# WORK REQUEST
Copy every line below where the string "then" is found.

# MATERIAL SUPPLIED
• • • •
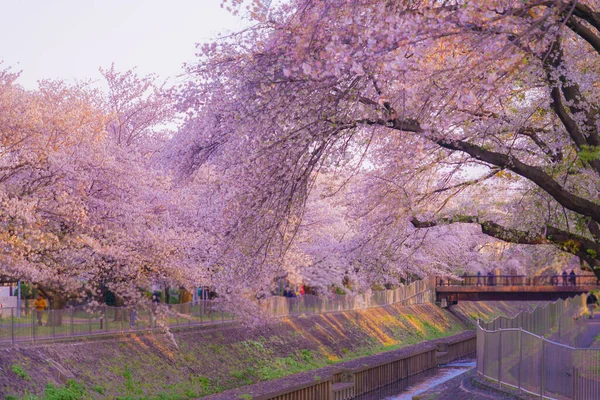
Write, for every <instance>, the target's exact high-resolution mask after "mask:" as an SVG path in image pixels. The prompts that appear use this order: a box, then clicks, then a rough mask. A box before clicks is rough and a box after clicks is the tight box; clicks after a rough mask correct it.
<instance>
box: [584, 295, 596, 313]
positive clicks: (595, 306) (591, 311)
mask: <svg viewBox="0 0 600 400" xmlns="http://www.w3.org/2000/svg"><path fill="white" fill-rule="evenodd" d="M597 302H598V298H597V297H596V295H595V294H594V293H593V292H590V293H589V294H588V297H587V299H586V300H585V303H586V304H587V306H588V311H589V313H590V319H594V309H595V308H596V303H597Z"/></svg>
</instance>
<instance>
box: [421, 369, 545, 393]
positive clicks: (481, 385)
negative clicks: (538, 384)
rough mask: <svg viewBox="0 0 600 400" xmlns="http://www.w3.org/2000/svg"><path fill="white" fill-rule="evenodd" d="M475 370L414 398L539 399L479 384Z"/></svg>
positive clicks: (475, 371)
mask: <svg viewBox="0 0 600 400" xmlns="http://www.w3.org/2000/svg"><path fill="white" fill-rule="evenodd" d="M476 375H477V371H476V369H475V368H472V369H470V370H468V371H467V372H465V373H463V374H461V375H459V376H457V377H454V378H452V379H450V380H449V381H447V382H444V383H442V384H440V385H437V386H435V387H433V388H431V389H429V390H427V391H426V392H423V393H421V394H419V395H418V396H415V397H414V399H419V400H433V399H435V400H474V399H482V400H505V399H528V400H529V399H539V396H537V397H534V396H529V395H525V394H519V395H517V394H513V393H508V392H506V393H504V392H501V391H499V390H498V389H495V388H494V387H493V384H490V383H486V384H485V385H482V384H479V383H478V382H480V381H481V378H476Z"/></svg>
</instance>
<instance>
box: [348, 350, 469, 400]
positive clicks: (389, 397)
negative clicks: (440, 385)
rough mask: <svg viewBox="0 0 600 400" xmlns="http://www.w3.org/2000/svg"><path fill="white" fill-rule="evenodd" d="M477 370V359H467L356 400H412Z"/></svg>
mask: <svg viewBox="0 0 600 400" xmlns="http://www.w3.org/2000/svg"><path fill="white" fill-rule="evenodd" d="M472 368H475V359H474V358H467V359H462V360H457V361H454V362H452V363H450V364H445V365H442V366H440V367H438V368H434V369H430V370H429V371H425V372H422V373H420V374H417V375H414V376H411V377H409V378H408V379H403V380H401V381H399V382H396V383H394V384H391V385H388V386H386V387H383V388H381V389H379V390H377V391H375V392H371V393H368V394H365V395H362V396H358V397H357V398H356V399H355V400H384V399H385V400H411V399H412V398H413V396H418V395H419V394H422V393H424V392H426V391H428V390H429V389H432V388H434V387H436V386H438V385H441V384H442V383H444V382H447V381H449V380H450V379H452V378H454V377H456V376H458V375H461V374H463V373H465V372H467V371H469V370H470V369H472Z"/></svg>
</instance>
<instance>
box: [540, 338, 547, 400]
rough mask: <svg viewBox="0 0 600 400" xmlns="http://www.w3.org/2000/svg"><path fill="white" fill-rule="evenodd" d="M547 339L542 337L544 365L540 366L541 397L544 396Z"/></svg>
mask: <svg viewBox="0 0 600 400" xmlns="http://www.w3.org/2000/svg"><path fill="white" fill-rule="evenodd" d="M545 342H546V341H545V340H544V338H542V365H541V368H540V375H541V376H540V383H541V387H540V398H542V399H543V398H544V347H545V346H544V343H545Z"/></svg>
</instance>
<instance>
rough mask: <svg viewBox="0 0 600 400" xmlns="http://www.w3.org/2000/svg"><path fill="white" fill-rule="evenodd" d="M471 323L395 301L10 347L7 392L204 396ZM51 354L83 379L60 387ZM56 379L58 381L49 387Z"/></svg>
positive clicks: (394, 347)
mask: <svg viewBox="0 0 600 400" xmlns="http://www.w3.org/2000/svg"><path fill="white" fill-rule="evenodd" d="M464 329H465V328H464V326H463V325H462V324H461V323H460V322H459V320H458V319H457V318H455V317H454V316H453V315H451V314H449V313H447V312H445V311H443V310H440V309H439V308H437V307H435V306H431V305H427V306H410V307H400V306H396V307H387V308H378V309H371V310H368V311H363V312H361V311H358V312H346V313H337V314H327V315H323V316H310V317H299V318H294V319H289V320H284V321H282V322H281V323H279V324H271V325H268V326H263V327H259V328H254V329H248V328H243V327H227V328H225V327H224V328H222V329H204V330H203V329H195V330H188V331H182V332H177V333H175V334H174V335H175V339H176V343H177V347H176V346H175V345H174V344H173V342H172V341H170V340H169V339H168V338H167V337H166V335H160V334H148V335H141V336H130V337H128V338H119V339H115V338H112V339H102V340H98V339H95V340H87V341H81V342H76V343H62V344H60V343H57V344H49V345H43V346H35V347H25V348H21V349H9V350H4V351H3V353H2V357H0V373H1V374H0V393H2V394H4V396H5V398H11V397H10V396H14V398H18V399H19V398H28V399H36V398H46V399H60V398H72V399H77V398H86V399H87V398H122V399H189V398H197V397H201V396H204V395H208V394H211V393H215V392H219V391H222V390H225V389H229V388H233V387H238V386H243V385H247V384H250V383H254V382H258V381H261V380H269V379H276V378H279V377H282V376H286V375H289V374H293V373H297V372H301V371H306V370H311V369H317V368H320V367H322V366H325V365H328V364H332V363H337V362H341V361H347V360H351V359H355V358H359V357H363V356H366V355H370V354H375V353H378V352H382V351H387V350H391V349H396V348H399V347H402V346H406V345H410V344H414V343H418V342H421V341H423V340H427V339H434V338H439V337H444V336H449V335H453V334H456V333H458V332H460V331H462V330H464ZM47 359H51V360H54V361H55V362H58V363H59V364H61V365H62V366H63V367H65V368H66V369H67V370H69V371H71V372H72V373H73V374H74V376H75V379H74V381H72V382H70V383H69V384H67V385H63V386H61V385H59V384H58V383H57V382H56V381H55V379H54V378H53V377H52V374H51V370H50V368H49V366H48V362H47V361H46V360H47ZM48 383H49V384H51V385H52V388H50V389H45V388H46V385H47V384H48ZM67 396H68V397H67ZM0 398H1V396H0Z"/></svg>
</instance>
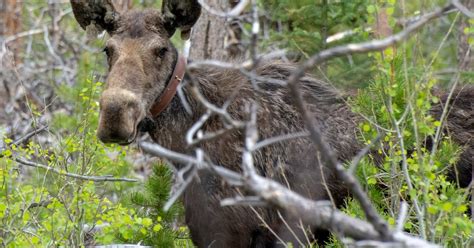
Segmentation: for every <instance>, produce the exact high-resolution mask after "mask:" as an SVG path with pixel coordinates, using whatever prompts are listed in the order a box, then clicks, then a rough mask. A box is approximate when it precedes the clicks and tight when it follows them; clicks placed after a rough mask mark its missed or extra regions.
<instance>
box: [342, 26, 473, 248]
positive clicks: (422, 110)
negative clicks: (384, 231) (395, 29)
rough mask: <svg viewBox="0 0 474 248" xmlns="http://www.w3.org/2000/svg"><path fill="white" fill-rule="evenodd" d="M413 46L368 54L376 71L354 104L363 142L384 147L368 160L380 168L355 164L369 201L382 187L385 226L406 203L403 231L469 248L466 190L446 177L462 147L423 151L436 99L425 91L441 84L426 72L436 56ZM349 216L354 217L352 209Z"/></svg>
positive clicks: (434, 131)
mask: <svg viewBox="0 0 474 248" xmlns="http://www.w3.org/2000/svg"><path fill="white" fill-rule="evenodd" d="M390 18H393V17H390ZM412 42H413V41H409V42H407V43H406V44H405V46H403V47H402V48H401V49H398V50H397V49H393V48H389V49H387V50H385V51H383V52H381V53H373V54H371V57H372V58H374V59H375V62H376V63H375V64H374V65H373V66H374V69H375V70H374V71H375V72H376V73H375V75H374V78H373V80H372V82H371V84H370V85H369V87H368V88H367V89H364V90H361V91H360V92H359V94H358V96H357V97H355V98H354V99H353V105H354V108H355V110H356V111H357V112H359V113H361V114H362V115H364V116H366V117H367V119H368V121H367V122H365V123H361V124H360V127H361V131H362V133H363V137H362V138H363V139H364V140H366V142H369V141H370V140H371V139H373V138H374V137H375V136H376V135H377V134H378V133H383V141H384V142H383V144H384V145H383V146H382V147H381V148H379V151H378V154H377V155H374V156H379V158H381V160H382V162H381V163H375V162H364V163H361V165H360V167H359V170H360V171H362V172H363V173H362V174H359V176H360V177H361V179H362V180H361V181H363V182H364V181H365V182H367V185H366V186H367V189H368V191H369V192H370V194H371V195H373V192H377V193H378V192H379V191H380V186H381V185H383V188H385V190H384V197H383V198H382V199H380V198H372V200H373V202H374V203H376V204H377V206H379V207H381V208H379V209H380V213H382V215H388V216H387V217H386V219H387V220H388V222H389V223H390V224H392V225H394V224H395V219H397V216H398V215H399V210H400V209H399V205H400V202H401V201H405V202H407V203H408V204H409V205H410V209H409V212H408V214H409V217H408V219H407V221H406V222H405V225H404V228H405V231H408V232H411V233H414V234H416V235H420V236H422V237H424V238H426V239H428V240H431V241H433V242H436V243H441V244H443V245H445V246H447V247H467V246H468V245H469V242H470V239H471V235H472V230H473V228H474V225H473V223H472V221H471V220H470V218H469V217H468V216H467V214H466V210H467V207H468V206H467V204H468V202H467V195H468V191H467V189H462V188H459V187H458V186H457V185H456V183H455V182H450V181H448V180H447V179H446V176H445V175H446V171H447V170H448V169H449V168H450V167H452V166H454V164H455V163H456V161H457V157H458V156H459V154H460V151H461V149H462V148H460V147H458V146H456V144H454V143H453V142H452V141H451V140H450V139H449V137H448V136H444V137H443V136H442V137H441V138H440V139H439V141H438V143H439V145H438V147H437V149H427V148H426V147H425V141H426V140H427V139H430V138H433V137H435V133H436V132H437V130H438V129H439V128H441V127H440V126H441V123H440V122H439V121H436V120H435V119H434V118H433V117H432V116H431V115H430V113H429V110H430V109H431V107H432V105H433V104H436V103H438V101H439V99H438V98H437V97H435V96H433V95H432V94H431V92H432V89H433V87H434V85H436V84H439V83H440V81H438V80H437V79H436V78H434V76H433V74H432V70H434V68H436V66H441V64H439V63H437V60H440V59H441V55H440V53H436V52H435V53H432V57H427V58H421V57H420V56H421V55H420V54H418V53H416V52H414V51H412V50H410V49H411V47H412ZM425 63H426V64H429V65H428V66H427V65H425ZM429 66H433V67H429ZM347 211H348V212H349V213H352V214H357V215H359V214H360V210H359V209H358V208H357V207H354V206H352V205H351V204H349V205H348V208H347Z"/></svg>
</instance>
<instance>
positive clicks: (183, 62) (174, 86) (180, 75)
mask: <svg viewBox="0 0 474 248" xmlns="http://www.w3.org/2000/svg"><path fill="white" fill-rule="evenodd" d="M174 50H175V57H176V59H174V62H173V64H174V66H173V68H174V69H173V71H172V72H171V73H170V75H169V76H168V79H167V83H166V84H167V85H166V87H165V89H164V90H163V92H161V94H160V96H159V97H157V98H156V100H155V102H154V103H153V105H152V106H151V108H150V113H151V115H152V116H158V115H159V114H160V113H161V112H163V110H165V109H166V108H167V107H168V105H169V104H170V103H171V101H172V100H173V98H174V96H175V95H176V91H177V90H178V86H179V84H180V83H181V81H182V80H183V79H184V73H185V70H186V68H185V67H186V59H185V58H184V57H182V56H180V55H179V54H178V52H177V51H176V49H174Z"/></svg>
• • • •
# TASK RESULT
Write, for every <instance>, the target's exact high-resolution mask after "mask:" as an SVG path in image pixels. The prompts that appear use this order: a box, then clicks, then a rough mask. A box before clicks is rough and a box after clicks is the tight box; clicks after a rough mask correct it.
Segmentation: for every <instance>, produce the exact high-resolution mask after "mask:" as an SVG path with pixel coordinates, using whatever prompts are listed in the order a box, then clicks, then a rough mask. A box is approximate when it precedes the clicks and tight when it follows them; clicks placed after a rough mask mark its missed or extra regions.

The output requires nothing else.